### Task goal
Without the pictures, set down everything in the listing exactly.

### Raw data
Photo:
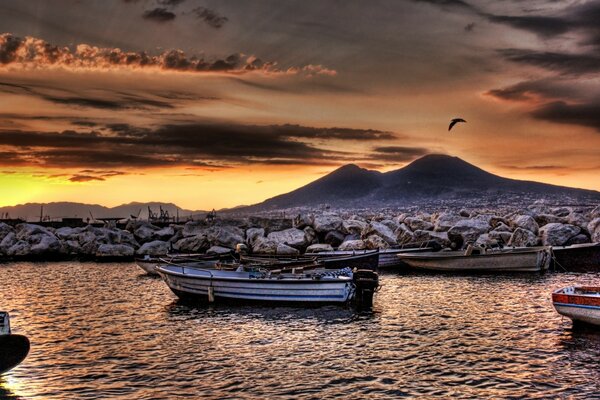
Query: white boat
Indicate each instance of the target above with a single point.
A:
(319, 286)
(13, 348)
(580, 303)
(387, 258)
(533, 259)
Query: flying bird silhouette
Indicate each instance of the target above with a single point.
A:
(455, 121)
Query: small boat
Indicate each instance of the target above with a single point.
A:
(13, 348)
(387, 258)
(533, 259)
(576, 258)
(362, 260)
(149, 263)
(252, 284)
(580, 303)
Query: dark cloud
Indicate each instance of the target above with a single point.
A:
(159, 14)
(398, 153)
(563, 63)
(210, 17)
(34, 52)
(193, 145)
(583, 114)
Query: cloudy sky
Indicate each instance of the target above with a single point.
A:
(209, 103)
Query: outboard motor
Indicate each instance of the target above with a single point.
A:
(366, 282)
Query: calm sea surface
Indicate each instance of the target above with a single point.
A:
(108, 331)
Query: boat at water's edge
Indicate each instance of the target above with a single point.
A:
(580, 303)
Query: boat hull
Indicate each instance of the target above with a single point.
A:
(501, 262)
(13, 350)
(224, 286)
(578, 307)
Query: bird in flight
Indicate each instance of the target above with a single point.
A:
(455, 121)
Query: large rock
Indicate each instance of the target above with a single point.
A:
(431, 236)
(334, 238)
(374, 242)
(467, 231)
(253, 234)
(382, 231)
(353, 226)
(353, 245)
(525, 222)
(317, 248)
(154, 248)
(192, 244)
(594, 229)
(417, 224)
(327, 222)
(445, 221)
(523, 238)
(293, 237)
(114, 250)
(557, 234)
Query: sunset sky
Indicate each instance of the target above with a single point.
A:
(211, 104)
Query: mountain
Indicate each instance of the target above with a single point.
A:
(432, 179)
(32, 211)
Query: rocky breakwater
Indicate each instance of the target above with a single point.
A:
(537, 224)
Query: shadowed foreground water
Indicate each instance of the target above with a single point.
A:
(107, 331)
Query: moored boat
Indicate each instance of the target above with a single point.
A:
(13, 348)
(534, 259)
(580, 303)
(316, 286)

### Response area
Photo:
Query: white boat
Indicate each instance of the target above with a single point.
A:
(319, 286)
(13, 348)
(580, 303)
(387, 258)
(533, 259)
Query: flying bird silhouette
Indicate each instance of the target above with a single point.
A:
(455, 121)
Query: small boat
Indicate each instance of the target above with a single point.
A:
(13, 348)
(387, 258)
(533, 259)
(576, 258)
(362, 260)
(149, 263)
(252, 284)
(580, 303)
Query: dark cloud
Indicate each instance of the target above with a single point.
A:
(159, 14)
(398, 153)
(563, 63)
(210, 17)
(34, 52)
(193, 145)
(583, 114)
Query: cloudy sky
Indicate each instance of the target above with a single point.
A:
(209, 103)
Query: outboard motor
Indicate each instance of the target above with a single point.
A:
(366, 282)
Query: calm sea surface
Indicate each instance of the target above with a single point.
A:
(108, 331)
Query: boat at water's edge
Indicate each instance of the target above with a single point.
A:
(580, 303)
Query: boat hull
Indicate each instance of the target above with a single point.
A:
(501, 262)
(13, 350)
(224, 286)
(578, 307)
Query: bird in flight
Indicate each instance of the target above with a single point.
A:
(455, 121)
Query: large rock
Indicate each instance of the target above with a single point.
A:
(431, 236)
(334, 238)
(374, 242)
(467, 231)
(253, 234)
(382, 231)
(353, 226)
(353, 245)
(525, 222)
(317, 248)
(154, 248)
(192, 244)
(594, 229)
(417, 224)
(327, 222)
(445, 221)
(523, 238)
(293, 237)
(114, 250)
(557, 234)
Query: sunset sky
Indicate each instance of the target above with a single point.
A:
(211, 104)
Query: mountain
Indicate each instance of the target above with a single point.
A:
(432, 179)
(32, 211)
Query: rocky breakwater
Indicate each instance of the target above with a single point.
A:
(537, 224)
Query: shadowed foreground water
Indicate each instance of the target above with a single point.
A:
(107, 331)
Query: moored boat
Indicate each instance of the target above with a single point.
A:
(13, 348)
(534, 259)
(580, 303)
(316, 286)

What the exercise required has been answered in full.